→ Quoted passage:
- - - - -
We are made of stories. We recount them, understand them, remember them, and live them.

In the canonical image of villagers sitting around a fire at night, everyone is listening to the storyteller narrate the tales of the day or the season.

Somaly Mam is a Cambodian storyteller.

She does not sit around fires, but kids in Kompong Cham Centre always surround her. She does not need to set the scene or build up tension; her tales are all desperately sad. In her stories, there is no prince to rescue the fair maiden; she alone has to come face-to-face with the horrors of drunk, middle-aged men.

When Somaly was 12, a man who claimed to be her grandfather sold her to a pimp and forced her into prostitution. For almost 10 years she was starved, beaten, held at gunpoint, fed maggots and electrocuted, because she refused to follow orders from meebons or “madams of prostitution”. Her story echoes those of thousands of Cambodian women and children who live such brutal conditions everyday.
- - - - -
→ Given problem A:
In the passage about Somaly Mam, swap "villagers" for "neighbors" and reproduce the text starting with "In the canonical" and going on through "or the season.".
→ Given problem B:
Answer these questions from the passage about Somaly Mam:
(i) How old was Somaly when she was sold to a pimp?
(ii) What term does the passage give for "madams of prostitution"?
(iii) Where do kids always surround her?
→ Given problem C:
Extend the passage about Somaly Mam with the text that comes next.
The entries below are drawn from a separate source and are unrelated to the passage about Somaly Mam.
- - - - -
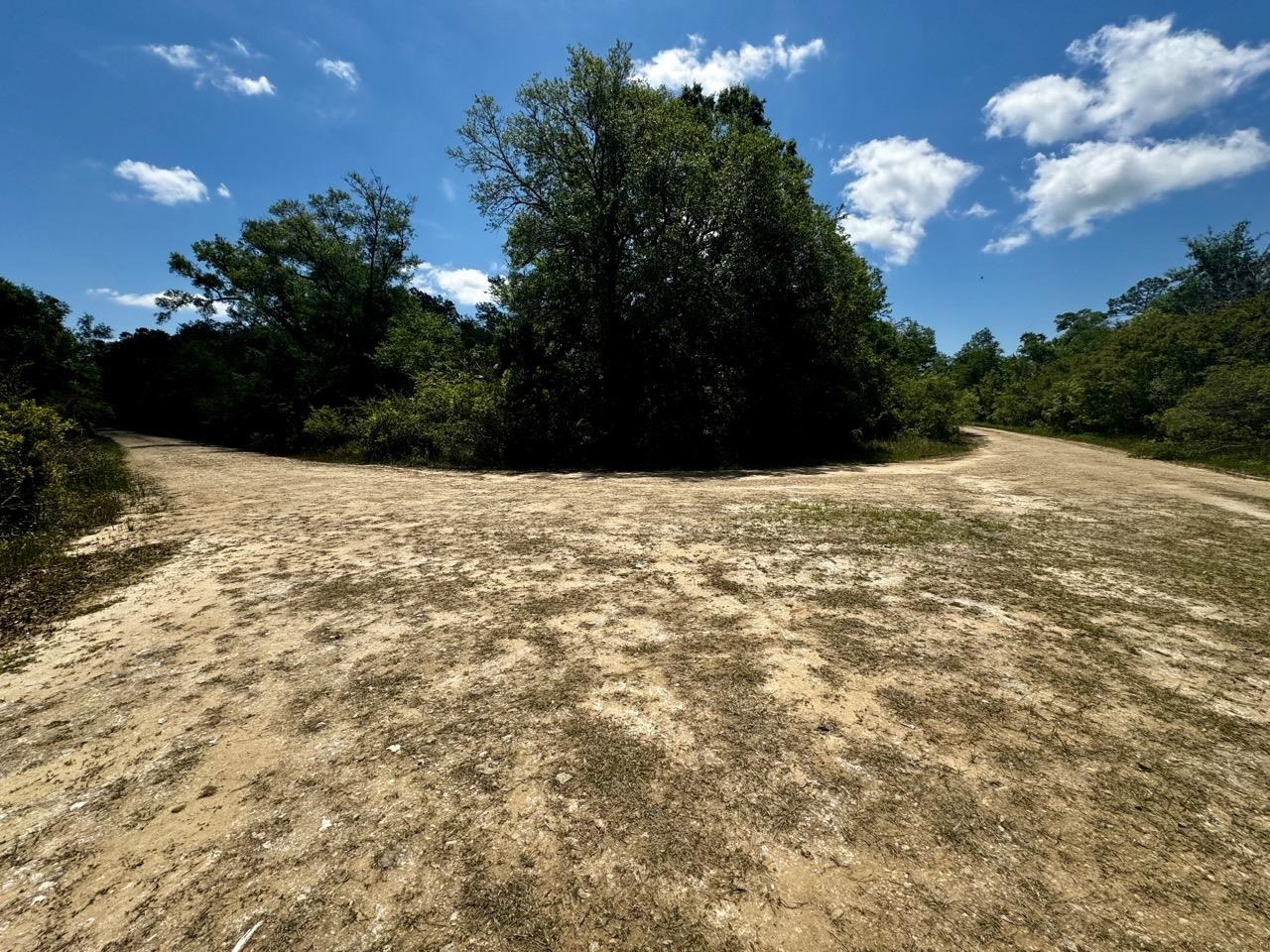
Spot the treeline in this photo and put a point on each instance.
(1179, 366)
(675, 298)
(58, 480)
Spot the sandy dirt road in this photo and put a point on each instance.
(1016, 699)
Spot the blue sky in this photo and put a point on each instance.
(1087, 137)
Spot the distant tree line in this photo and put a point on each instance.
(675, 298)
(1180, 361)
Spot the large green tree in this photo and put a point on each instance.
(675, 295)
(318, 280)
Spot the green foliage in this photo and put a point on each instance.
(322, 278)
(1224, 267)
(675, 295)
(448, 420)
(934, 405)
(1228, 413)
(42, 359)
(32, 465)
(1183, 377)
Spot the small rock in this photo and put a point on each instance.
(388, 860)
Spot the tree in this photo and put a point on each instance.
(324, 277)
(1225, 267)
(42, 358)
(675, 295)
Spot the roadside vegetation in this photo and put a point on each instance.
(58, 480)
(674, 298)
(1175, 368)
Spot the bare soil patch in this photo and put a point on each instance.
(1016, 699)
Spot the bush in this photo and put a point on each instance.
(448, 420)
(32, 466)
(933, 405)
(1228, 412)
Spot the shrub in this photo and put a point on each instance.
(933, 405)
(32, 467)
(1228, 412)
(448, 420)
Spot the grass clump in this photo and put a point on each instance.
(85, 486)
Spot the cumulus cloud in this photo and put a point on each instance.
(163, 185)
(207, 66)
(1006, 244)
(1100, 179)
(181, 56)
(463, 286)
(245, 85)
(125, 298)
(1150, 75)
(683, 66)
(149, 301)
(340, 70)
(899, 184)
- - - - -
→ Final answer A:
In the canonical image of neighbors sitting around a fire at night, everyone is listening to the storyteller narrate the tales of the day or the season.

→ Final answer B:
(i) She was 12.
(ii) Meebons.
(iii) In Kompong Cham Centre.

→ Final answer C:
Somaly shared her horrifying account recently in a dialogue session organised by Lexis Nexis and Singapore Council of Women’s Organizations. Her outstanding work in combating sex trafficking has been recognised internationally. The recipient of several awards, including the Prince of Asturias Award for International Cooperation and The World’s Children’s Prize for the Rights of the Child, she is also a CNN Hero and ranked by Time magazine as one of the 100 most influential people of 2009.

 

Somaly at the dialogue session


Efforts to curb sex trade

According to the United States State Department’s 2008 Trafficking in Persons Report, between 1.2 and 2 million people are currently exploited in the global sex trade. It is estimated that 50,000 to 100,000 women and children are stuck in this kind of modern-day slavery in Cambodia. The country is a top destination for child-sex tourists, with increasing reports of Asian men travelling to Cambodia to buy sex with underage virgin girls. Girls as young as four years old are sold by their families for as little as US$10. These girls enter prostitution, and are raped nightly and beaten routinely.

For years, Cambodia has been struggling to get out of the quagmire of the sex trade. But for a poor country dogged by poverty and the culture of indebtedness, most women have no choice but to bite the bullet. The prostitution business in Cambodia is worth US$500 million a year, as much as the annual state budget.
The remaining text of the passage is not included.